• GIVEN INFORMATION:
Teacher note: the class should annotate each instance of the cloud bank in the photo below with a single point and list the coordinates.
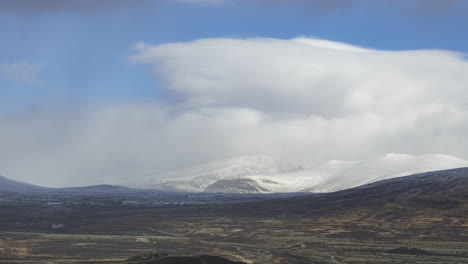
(301, 99)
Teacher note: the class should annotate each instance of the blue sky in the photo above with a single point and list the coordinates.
(93, 91)
(82, 53)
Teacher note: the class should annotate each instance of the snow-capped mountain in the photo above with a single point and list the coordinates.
(9, 185)
(261, 174)
(199, 178)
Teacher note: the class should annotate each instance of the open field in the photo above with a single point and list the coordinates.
(416, 219)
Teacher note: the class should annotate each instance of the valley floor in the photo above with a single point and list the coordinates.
(264, 241)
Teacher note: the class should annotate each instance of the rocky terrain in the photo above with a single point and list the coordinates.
(414, 219)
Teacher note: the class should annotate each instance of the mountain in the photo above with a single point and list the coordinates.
(199, 178)
(261, 174)
(8, 185)
(430, 196)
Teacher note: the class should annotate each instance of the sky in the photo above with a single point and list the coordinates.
(98, 91)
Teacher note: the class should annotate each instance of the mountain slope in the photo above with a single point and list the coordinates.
(260, 174)
(8, 185)
(439, 192)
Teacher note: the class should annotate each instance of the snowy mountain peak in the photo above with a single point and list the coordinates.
(263, 174)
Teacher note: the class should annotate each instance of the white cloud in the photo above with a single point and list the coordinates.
(301, 99)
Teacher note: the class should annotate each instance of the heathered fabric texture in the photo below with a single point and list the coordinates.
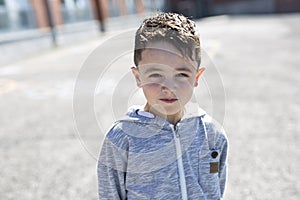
(139, 159)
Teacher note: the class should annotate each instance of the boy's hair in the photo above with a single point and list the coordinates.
(170, 27)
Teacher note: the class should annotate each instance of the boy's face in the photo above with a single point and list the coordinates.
(166, 77)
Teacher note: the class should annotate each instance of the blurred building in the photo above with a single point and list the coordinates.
(203, 8)
(28, 14)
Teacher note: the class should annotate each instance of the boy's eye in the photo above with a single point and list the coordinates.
(155, 75)
(182, 75)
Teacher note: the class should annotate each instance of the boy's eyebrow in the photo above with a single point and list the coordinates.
(152, 69)
(183, 69)
(149, 70)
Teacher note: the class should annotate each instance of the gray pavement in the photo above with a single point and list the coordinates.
(44, 155)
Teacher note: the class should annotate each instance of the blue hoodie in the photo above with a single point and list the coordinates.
(145, 157)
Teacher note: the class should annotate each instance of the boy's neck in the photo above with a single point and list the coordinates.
(173, 119)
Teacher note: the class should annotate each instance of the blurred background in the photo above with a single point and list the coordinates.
(251, 86)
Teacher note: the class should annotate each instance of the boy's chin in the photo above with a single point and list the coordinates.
(163, 111)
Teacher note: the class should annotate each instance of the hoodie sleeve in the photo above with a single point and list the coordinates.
(111, 168)
(223, 164)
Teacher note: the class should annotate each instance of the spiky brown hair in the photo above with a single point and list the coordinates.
(170, 27)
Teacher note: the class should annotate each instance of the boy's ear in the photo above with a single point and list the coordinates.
(136, 75)
(198, 74)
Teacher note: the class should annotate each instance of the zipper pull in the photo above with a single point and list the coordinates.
(176, 131)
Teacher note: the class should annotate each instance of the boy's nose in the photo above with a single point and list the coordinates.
(168, 85)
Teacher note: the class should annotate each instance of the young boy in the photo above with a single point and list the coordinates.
(162, 151)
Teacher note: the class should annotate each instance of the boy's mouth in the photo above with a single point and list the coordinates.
(168, 100)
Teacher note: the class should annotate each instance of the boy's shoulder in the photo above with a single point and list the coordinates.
(214, 130)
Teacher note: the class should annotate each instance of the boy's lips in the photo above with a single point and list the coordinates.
(166, 100)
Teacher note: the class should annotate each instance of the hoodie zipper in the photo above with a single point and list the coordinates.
(179, 162)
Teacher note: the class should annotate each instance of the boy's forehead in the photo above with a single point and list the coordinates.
(159, 49)
(163, 46)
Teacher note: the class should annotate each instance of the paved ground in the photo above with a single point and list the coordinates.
(253, 60)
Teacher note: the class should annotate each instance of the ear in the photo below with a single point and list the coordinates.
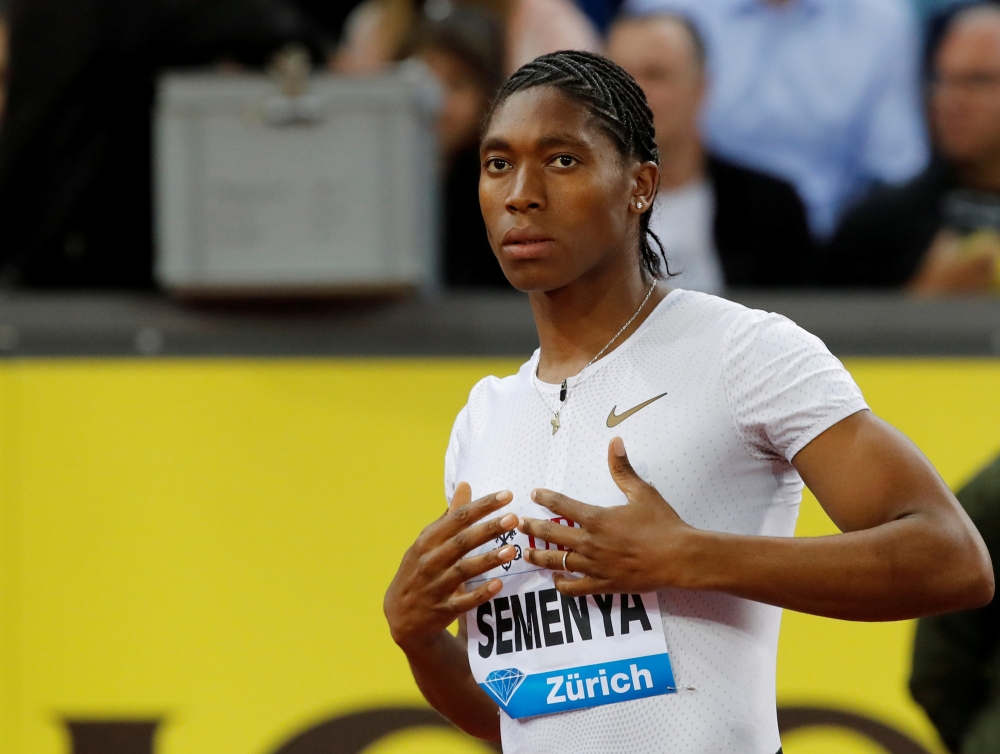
(646, 183)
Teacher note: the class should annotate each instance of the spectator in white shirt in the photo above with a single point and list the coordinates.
(721, 224)
(824, 93)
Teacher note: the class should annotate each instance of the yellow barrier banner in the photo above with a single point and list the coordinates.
(193, 555)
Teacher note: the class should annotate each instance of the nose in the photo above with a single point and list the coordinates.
(527, 191)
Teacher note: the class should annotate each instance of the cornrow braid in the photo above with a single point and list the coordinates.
(618, 104)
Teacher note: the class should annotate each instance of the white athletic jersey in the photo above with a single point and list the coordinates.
(745, 391)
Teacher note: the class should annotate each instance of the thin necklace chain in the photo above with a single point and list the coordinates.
(564, 391)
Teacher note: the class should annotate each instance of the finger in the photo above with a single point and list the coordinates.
(622, 472)
(475, 536)
(572, 509)
(554, 559)
(462, 602)
(575, 587)
(464, 514)
(565, 536)
(469, 568)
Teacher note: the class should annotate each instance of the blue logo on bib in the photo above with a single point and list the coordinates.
(503, 683)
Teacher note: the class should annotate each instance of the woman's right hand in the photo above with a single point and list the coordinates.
(428, 594)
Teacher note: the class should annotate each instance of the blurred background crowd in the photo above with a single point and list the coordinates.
(806, 143)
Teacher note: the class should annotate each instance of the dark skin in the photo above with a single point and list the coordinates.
(561, 207)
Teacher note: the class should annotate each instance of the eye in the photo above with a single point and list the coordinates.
(497, 165)
(565, 161)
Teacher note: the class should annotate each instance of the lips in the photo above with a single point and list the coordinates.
(526, 243)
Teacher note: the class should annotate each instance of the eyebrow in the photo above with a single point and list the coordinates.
(496, 144)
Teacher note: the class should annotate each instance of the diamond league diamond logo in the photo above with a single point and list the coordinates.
(503, 683)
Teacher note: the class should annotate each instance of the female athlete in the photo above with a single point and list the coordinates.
(646, 467)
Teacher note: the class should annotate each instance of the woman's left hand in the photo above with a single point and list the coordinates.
(638, 547)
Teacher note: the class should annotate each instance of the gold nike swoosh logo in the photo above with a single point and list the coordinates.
(614, 421)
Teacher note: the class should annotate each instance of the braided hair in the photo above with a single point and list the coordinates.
(620, 108)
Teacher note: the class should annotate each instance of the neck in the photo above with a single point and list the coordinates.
(575, 322)
(983, 175)
(681, 162)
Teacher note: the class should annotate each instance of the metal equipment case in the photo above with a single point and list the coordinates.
(331, 190)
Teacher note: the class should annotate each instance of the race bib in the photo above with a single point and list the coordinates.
(536, 651)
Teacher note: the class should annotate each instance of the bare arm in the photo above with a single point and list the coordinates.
(907, 549)
(427, 595)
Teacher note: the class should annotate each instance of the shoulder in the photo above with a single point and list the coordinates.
(492, 392)
(694, 315)
(767, 334)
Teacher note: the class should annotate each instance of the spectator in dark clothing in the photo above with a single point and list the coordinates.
(721, 224)
(939, 233)
(464, 50)
(332, 15)
(956, 657)
(75, 176)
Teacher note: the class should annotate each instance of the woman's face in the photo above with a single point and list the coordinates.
(557, 196)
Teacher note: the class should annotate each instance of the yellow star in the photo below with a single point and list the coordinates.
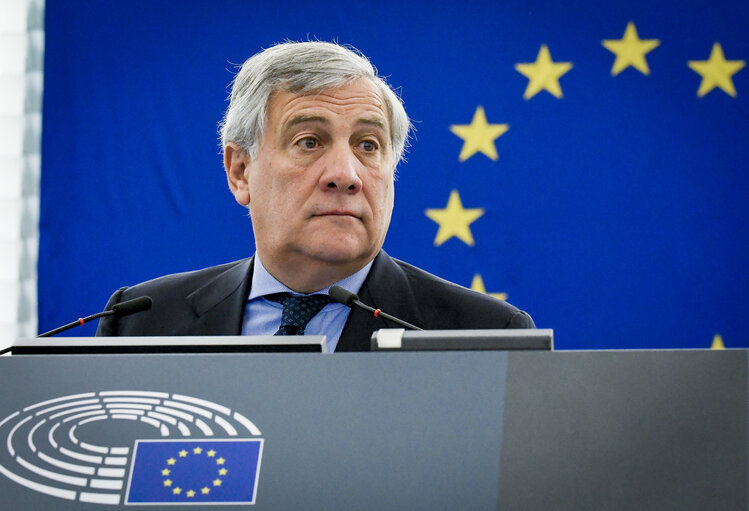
(479, 136)
(543, 74)
(454, 220)
(630, 50)
(716, 72)
(478, 285)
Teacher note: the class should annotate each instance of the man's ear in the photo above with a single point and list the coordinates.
(236, 163)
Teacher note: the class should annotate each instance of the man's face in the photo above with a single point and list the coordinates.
(321, 188)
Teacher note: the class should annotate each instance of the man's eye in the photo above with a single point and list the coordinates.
(368, 146)
(308, 143)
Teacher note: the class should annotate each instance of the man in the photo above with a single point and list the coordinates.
(311, 140)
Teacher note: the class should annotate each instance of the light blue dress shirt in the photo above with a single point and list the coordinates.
(263, 317)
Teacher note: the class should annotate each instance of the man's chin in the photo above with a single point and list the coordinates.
(337, 254)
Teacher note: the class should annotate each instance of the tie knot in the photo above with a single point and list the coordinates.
(297, 311)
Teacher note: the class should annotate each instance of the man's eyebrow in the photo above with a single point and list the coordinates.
(300, 119)
(373, 121)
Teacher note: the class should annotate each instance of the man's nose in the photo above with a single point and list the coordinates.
(341, 170)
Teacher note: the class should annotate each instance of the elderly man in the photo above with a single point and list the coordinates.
(311, 140)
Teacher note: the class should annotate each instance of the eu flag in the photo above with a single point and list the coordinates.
(195, 471)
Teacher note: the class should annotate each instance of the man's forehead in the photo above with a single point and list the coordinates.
(360, 102)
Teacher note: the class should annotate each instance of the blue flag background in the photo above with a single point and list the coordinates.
(194, 471)
(614, 209)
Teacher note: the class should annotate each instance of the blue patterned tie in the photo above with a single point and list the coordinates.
(297, 311)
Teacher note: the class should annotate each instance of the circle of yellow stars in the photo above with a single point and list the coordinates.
(544, 74)
(166, 472)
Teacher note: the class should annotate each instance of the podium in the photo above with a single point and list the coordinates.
(372, 431)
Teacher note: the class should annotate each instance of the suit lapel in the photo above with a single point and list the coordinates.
(220, 303)
(386, 288)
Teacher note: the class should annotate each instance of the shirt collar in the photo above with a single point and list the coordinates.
(263, 283)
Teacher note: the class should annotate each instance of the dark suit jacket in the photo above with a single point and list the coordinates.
(212, 302)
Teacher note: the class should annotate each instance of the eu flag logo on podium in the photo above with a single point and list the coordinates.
(195, 472)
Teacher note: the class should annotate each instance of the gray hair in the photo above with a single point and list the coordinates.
(301, 68)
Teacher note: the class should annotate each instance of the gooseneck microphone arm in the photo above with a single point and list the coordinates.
(350, 299)
(126, 308)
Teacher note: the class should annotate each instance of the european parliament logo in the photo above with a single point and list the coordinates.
(182, 450)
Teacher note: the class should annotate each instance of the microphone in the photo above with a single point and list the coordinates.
(140, 304)
(350, 299)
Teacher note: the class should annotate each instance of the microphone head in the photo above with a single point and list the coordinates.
(340, 295)
(140, 304)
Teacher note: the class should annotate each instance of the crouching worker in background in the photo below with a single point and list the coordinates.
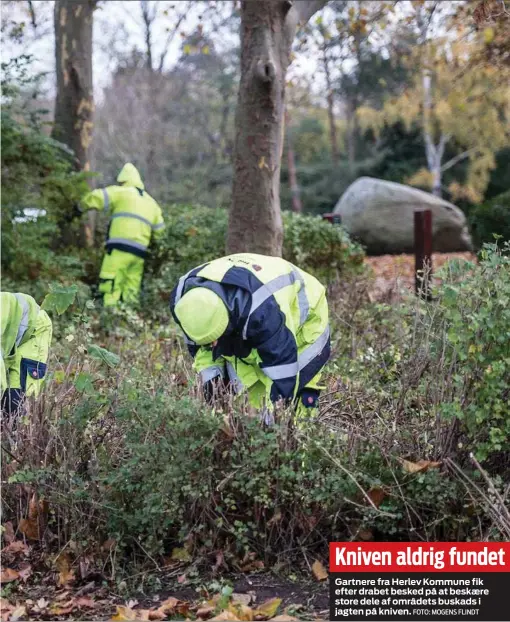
(256, 323)
(26, 340)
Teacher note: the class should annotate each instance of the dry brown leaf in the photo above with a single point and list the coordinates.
(241, 611)
(8, 574)
(252, 566)
(181, 554)
(123, 613)
(8, 532)
(268, 608)
(65, 574)
(16, 614)
(276, 518)
(84, 601)
(29, 528)
(15, 547)
(25, 572)
(366, 535)
(169, 605)
(420, 466)
(320, 573)
(376, 495)
(243, 599)
(204, 612)
(5, 609)
(223, 616)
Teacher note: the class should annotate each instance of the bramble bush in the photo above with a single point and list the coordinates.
(130, 452)
(196, 234)
(489, 218)
(475, 311)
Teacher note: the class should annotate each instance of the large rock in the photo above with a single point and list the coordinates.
(380, 215)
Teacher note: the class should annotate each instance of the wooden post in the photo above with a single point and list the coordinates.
(334, 219)
(423, 253)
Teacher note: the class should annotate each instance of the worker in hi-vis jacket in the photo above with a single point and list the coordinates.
(134, 218)
(256, 323)
(25, 339)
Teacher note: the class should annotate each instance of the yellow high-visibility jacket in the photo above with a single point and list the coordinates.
(277, 341)
(135, 215)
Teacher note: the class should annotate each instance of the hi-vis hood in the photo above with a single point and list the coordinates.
(130, 176)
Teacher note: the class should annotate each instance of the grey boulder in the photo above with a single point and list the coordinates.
(379, 214)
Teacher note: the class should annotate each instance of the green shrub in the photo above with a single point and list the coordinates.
(476, 315)
(318, 247)
(196, 234)
(489, 218)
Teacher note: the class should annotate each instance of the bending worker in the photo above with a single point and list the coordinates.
(257, 323)
(26, 340)
(135, 217)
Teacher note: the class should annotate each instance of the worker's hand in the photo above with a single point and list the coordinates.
(77, 211)
(213, 389)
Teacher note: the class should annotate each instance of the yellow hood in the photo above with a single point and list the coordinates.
(130, 176)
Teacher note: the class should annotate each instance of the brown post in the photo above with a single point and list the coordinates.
(423, 252)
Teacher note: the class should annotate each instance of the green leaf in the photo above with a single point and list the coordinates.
(60, 298)
(103, 355)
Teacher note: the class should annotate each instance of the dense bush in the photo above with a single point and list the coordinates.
(489, 218)
(196, 234)
(39, 188)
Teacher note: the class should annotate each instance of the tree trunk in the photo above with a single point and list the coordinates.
(291, 161)
(74, 106)
(351, 134)
(267, 31)
(331, 112)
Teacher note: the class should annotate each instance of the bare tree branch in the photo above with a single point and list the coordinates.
(308, 8)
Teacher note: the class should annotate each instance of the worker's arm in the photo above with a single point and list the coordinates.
(100, 199)
(158, 227)
(276, 346)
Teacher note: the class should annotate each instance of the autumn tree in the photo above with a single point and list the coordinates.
(74, 107)
(268, 28)
(454, 103)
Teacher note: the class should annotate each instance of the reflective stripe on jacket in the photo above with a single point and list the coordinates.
(278, 321)
(19, 315)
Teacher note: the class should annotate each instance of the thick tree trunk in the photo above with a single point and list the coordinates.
(331, 111)
(74, 107)
(267, 31)
(291, 163)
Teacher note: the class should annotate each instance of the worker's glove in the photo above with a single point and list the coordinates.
(309, 398)
(266, 417)
(12, 402)
(213, 389)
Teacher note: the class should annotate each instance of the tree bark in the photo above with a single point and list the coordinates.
(268, 28)
(291, 163)
(74, 106)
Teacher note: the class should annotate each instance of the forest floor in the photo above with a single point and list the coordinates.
(261, 596)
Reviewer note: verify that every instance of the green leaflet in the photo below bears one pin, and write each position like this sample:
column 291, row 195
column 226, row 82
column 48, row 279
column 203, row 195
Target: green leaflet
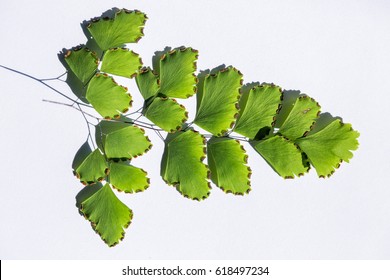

• WRITTEN EXERCISE: Please identify every line above that contains the string "spectator" and copy each one out.

• RESPONSE TO THE EXERCISE:
Teacher note: the class should annotate each instance of the spectator in white shirt in the photo above with a single point and list the coordinates.
Teacher note: the class should annotate each instance of the spectator in dark clothing in the photo above with a single point and list the coordinates.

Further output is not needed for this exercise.